■ **Supplied information**:
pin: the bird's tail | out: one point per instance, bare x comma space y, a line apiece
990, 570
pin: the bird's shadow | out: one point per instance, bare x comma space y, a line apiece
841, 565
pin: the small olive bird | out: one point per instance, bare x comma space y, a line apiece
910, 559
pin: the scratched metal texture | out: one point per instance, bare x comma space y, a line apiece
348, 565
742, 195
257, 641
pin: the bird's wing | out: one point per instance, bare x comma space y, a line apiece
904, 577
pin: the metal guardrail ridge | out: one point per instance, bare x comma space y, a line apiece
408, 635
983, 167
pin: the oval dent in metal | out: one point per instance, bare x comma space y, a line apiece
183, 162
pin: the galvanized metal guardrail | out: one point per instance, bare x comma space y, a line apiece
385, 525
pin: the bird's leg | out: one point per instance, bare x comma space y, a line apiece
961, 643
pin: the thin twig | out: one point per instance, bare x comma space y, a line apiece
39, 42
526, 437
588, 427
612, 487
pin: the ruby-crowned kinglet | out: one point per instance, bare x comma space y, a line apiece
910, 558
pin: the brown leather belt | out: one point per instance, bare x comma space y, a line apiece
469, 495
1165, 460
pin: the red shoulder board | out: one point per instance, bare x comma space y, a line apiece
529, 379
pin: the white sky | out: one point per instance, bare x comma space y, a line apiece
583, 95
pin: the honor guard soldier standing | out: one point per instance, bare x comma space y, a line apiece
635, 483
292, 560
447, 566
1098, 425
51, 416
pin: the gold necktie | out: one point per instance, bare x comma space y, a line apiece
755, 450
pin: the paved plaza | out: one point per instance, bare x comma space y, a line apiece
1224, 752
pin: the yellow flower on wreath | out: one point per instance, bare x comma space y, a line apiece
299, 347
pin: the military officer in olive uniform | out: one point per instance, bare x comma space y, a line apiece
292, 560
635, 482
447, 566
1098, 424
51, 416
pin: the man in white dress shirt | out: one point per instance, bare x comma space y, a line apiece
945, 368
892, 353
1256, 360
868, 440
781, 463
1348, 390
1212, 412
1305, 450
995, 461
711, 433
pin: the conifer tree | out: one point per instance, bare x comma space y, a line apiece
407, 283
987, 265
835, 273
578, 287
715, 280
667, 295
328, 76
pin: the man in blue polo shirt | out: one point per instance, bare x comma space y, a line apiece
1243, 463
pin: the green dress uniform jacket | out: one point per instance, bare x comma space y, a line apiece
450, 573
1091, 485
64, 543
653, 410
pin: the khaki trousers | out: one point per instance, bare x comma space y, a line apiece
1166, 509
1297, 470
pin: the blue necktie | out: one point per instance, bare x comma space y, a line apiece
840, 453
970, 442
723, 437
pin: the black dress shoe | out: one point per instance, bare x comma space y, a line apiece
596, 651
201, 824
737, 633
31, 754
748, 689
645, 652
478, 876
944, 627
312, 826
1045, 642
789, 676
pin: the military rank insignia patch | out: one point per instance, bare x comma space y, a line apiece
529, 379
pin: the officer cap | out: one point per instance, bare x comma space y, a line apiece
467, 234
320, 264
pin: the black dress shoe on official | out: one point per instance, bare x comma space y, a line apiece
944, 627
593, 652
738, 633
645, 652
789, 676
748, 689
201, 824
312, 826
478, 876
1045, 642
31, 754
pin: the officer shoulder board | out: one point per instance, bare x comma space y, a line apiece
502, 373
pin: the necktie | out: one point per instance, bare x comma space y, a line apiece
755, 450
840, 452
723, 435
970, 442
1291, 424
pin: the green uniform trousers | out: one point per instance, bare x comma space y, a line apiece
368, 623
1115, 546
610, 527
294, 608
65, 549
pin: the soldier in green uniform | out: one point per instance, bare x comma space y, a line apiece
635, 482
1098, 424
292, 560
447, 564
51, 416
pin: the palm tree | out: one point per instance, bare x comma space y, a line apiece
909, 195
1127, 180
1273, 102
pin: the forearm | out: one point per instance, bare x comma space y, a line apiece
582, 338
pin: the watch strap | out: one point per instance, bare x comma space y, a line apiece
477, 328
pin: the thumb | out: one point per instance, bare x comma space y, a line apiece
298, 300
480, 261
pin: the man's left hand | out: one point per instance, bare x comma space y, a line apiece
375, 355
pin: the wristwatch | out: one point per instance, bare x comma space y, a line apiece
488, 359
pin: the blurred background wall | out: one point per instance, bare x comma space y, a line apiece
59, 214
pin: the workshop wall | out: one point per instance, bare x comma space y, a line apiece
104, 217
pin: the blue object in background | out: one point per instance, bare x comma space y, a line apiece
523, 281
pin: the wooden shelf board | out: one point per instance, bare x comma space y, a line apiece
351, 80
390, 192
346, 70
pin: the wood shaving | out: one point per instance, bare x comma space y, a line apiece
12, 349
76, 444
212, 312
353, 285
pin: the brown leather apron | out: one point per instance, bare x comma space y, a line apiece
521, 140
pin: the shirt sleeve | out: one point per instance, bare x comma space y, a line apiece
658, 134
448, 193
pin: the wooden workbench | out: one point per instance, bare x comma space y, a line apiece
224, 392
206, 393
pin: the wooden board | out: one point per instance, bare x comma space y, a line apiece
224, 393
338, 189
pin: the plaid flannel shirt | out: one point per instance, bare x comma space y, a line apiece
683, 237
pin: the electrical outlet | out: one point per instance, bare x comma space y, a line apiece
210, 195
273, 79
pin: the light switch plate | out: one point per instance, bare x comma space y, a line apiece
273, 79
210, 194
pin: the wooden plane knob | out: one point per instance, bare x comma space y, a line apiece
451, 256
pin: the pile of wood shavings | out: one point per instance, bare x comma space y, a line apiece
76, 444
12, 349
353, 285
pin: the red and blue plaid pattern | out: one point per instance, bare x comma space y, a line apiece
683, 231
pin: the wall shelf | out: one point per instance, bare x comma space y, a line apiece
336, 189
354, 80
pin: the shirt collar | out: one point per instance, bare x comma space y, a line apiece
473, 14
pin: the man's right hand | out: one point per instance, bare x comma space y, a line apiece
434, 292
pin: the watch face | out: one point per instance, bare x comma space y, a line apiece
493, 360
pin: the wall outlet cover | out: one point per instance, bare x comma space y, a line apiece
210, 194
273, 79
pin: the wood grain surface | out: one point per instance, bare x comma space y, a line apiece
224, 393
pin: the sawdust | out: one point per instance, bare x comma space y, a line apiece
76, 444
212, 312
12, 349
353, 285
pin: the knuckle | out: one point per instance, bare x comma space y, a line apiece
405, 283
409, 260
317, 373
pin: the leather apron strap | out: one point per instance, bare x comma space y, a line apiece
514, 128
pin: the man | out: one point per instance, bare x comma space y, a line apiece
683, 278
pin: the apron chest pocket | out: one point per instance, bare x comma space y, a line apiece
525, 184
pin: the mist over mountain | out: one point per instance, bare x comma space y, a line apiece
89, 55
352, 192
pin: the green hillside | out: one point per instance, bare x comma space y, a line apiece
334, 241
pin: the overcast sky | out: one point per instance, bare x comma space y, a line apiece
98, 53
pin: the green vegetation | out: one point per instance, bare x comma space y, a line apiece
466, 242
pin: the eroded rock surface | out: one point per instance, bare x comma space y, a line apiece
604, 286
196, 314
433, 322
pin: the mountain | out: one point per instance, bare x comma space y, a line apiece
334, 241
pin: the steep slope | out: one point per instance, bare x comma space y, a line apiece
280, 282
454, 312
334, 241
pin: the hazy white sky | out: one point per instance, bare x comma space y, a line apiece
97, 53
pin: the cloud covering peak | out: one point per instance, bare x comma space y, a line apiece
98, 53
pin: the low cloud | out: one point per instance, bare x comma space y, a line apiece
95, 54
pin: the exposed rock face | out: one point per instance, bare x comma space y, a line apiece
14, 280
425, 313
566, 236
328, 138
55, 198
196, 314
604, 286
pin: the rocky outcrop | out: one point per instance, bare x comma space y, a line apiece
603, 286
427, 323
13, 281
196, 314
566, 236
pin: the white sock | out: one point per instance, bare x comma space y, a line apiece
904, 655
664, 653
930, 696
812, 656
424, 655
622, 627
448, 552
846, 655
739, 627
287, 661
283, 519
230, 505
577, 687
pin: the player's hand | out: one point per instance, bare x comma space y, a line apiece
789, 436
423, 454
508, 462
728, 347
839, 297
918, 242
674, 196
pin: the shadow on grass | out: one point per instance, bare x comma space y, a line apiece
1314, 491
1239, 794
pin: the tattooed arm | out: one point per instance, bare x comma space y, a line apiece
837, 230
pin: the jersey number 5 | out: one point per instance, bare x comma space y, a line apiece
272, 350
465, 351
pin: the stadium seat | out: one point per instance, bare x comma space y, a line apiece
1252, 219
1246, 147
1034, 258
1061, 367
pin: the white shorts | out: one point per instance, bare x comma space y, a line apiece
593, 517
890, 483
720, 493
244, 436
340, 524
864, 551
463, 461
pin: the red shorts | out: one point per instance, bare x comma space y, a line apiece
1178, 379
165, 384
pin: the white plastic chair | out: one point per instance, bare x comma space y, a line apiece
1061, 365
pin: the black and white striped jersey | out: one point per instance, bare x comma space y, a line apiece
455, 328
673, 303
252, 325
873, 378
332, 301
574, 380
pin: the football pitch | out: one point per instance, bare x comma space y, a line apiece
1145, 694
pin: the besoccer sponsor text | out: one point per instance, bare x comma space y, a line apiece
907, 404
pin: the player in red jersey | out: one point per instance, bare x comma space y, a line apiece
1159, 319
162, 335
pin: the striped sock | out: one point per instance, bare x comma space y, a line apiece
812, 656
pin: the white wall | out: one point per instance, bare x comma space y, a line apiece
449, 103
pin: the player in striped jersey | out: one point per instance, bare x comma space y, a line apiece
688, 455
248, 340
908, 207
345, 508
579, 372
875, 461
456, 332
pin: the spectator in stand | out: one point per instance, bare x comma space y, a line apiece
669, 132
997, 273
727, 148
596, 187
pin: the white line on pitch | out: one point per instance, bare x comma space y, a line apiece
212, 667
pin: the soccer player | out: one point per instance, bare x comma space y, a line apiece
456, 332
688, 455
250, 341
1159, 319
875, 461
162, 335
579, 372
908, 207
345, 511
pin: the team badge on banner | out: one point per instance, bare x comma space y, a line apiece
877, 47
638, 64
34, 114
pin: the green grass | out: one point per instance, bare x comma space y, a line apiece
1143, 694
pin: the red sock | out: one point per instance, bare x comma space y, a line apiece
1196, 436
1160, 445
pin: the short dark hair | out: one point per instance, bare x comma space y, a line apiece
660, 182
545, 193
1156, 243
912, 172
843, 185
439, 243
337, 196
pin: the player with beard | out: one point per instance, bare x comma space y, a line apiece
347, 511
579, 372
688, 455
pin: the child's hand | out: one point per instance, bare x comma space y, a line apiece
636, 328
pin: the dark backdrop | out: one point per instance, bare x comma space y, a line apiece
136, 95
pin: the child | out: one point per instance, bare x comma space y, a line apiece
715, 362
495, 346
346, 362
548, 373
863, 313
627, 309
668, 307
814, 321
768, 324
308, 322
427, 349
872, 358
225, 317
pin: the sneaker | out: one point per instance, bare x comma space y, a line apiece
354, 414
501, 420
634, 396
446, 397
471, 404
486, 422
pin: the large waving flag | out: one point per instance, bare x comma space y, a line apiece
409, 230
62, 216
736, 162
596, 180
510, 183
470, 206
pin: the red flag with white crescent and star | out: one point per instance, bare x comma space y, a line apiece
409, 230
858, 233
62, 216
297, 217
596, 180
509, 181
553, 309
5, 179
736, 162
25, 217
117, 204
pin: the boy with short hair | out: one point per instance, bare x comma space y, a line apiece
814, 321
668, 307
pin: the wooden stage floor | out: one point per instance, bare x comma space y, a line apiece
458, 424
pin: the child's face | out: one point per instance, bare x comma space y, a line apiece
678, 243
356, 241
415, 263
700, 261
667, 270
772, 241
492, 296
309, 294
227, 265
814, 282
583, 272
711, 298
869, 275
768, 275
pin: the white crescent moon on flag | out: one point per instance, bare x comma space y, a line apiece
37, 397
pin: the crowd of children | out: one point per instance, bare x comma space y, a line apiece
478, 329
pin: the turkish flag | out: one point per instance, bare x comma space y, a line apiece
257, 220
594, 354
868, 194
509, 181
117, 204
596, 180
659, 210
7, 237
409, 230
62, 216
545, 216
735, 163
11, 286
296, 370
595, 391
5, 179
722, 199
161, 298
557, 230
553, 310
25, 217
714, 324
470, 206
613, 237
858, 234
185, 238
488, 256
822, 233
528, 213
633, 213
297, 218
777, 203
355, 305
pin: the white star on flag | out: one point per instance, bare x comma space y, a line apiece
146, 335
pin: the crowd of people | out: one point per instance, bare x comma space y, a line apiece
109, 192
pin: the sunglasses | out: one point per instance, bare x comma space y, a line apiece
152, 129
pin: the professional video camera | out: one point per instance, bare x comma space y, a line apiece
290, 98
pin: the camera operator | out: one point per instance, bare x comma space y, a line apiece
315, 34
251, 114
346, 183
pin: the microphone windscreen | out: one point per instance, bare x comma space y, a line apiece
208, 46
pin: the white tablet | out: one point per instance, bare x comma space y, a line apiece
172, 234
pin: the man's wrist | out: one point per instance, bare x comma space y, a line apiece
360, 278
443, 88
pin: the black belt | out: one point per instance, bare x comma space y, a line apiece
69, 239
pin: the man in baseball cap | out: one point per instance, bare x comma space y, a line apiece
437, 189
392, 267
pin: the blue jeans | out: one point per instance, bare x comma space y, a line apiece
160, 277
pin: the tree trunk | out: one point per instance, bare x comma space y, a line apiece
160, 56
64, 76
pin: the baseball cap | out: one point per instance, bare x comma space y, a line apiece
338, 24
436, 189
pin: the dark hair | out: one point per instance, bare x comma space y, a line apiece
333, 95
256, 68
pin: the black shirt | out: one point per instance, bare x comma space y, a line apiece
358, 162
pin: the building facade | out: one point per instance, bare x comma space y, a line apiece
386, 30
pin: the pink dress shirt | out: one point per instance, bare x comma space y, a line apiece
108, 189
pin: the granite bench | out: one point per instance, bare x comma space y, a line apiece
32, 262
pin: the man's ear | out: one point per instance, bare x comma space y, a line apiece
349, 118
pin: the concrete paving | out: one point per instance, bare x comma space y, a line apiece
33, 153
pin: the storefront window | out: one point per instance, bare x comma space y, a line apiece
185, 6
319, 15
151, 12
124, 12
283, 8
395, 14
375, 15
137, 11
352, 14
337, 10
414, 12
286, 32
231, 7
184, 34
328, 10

■ **Directions**:
Everything from the line containing "pin: the man in baseball" through the last line of the records must be given again exactly; leave out all other lines.

■ **Correct result**:
pin: the man in baseball cap | out: one point per instance, bare x comma space y, a line apiece
437, 189
392, 267
pin: the blue jeans | out: one point per instance, bare x comma space y, a line apiece
160, 277
pin: the tree trunk | out: one point per instance, bare x comma space y, a line apiece
160, 56
64, 76
pin: the baseball cap | out: one point per instance, bare x comma space y, a line apiece
338, 24
436, 189
pin: the dark hair | out: one point per instance, bare x comma space y, a line apiece
333, 95
256, 68
pin: the black shirt | out: one point per instance, bare x comma space y, a line apiece
358, 162
pin: the building facade | out: one point per instance, bare x comma space y, a line apiece
386, 30
pin: the pink dress shirt | out: one point per instance, bare x comma space y, a line apiece
108, 189
pin: the granite bench | out: one point per instance, bare x comma space y, a line apiece
32, 262
pin: the man's ear | out: one point per instance, bare x comma space y, a line apiece
349, 118
pin: the concrete paving | out: one point per instance, bare x comma space y, a line apiece
33, 153
pin: the storefront window | out: one point per instance, bare x comma space y, a line apiece
185, 6
319, 15
151, 12
124, 12
283, 8
395, 14
375, 15
137, 11
352, 14
337, 10
414, 12
286, 32
231, 7
184, 34
328, 10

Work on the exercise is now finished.